TASK INSTRUCTIONS
After locating the line with "Guideline: for every instance of the cloud, drop" in the records below, print it and every line after it exactly.

═════ THE RECORDS

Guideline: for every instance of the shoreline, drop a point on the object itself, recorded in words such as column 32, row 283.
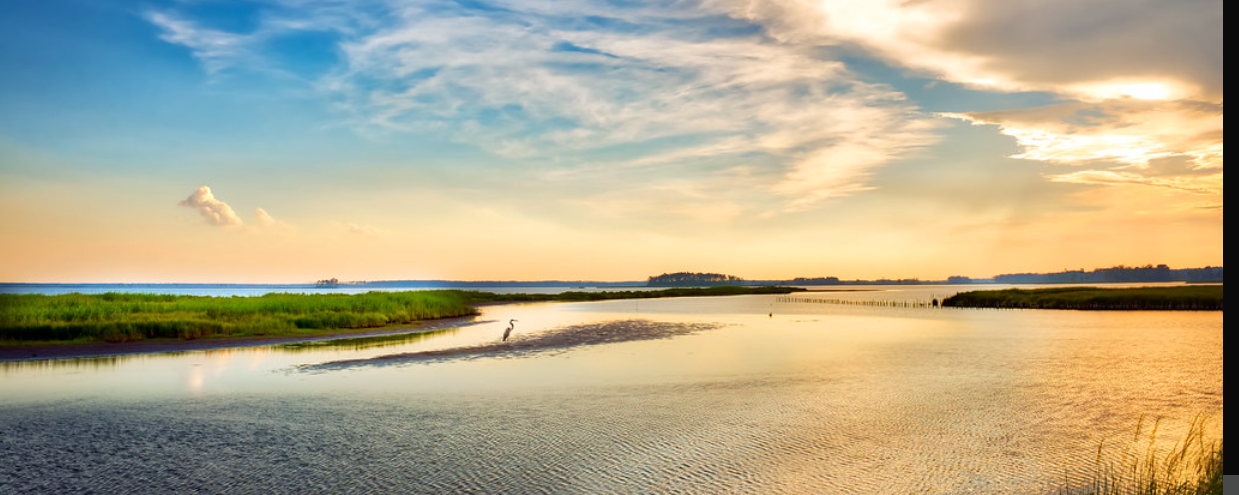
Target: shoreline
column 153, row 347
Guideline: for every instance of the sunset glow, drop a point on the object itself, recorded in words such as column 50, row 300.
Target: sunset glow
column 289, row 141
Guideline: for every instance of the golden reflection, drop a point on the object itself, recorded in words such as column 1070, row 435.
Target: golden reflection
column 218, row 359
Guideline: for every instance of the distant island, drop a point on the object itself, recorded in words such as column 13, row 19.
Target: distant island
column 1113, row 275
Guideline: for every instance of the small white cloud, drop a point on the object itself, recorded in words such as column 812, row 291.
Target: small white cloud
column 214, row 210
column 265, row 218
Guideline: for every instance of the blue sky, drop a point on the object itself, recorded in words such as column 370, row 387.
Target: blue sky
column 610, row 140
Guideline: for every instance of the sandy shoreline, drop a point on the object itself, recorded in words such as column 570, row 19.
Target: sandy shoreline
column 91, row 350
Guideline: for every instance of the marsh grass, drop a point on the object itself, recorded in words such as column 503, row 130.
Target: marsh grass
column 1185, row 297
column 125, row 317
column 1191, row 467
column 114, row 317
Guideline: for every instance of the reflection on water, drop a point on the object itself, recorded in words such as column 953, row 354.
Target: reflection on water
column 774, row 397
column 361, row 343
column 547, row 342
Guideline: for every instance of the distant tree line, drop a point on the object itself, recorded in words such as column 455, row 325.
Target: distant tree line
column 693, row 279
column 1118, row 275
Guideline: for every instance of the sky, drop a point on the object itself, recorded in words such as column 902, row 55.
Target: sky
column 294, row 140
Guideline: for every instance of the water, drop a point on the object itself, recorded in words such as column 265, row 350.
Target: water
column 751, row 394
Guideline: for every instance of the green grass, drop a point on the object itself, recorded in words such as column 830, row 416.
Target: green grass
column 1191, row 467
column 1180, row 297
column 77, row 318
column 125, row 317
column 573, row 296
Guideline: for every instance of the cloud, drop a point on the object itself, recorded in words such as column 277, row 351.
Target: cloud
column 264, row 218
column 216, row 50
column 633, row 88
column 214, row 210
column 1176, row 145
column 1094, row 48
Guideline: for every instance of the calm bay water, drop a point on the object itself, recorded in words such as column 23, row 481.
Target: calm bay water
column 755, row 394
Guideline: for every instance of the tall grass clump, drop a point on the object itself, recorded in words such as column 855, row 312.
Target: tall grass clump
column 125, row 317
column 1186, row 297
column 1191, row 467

══════════

THE ANSWER
Guideline: for every instance of the cloud, drop a point on the object itself, recorded in words such as column 277, row 351.
Target: cloud
column 264, row 218
column 216, row 50
column 633, row 88
column 214, row 210
column 1176, row 145
column 1094, row 48
Guideline: for every instance of the calm bay water, drop a point on the object itself, recorded in words such as column 23, row 481.
Target: calm bay water
column 755, row 394
Guideline: for every instance of the tall grass clump, drop a point on the object itself, recorded in words such as column 855, row 312.
Target: tall grass clump
column 125, row 317
column 1186, row 297
column 1191, row 467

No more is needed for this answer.